- _WORK ITEM_:
Restate each record below word for word, skipping images.

[Opening RECORD SET section]

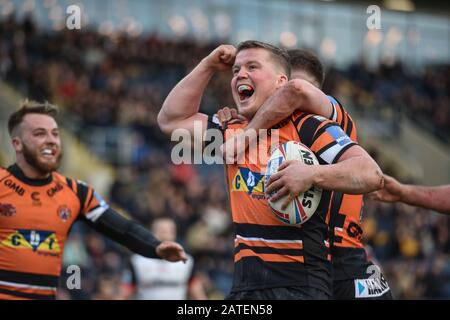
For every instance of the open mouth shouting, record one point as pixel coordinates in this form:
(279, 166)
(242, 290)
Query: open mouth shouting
(48, 153)
(245, 91)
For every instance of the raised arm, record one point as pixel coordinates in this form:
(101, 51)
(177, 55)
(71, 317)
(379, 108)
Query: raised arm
(346, 167)
(435, 198)
(181, 107)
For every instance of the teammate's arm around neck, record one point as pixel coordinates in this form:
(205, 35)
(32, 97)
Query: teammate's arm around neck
(297, 94)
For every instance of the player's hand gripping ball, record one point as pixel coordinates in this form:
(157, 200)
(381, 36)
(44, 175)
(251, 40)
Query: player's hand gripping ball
(305, 205)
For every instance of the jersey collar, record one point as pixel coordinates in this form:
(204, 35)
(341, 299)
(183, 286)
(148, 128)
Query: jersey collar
(18, 173)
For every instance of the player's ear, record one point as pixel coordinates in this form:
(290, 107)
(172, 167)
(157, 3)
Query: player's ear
(282, 80)
(17, 144)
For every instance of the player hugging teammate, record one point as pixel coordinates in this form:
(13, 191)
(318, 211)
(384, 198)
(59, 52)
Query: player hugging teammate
(324, 258)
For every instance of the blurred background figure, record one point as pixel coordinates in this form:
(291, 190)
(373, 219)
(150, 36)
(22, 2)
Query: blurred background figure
(148, 279)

[Closing RECORD SET section]

- _SOLUTION FOR THIS PROBLEM_:
For every instance of the open mouth shouting, record one point as pixel coordinates in this form:
(279, 166)
(242, 290)
Query: open mouth shouting
(48, 153)
(245, 91)
For every instance of the raised arm, record one point as pixel coordinates in this form:
(101, 51)
(177, 55)
(71, 317)
(379, 108)
Query: raised arm
(346, 167)
(435, 198)
(181, 107)
For every instance of the teammate's arm around neck, record one point as pixel coordinates in this form:
(205, 35)
(32, 97)
Query: teammate's arm around neck
(297, 94)
For every instance of the player's hand gripping ball, record one point as pixel coordinates in this form:
(157, 200)
(381, 36)
(44, 175)
(251, 40)
Query: player's hand gripping ball
(305, 205)
For every instance of the jersey collar, record one point as pixel coordinates in this form:
(204, 35)
(341, 299)
(183, 286)
(148, 128)
Query: jersey collar
(18, 173)
For every instance of the player's ear, record one point as pixel coordinates in this form:
(290, 107)
(172, 167)
(157, 3)
Query: player's ear
(282, 80)
(17, 144)
For every instance of the player hugging teammate, record one point as pixel coordinates in this form:
(13, 191)
(318, 211)
(384, 198)
(59, 52)
Query: player hugging teammate
(324, 258)
For every instance of the blurred background figure, record one point as pixel coordinates in this form:
(291, 190)
(373, 219)
(150, 36)
(22, 2)
Query: blurred background figure
(148, 279)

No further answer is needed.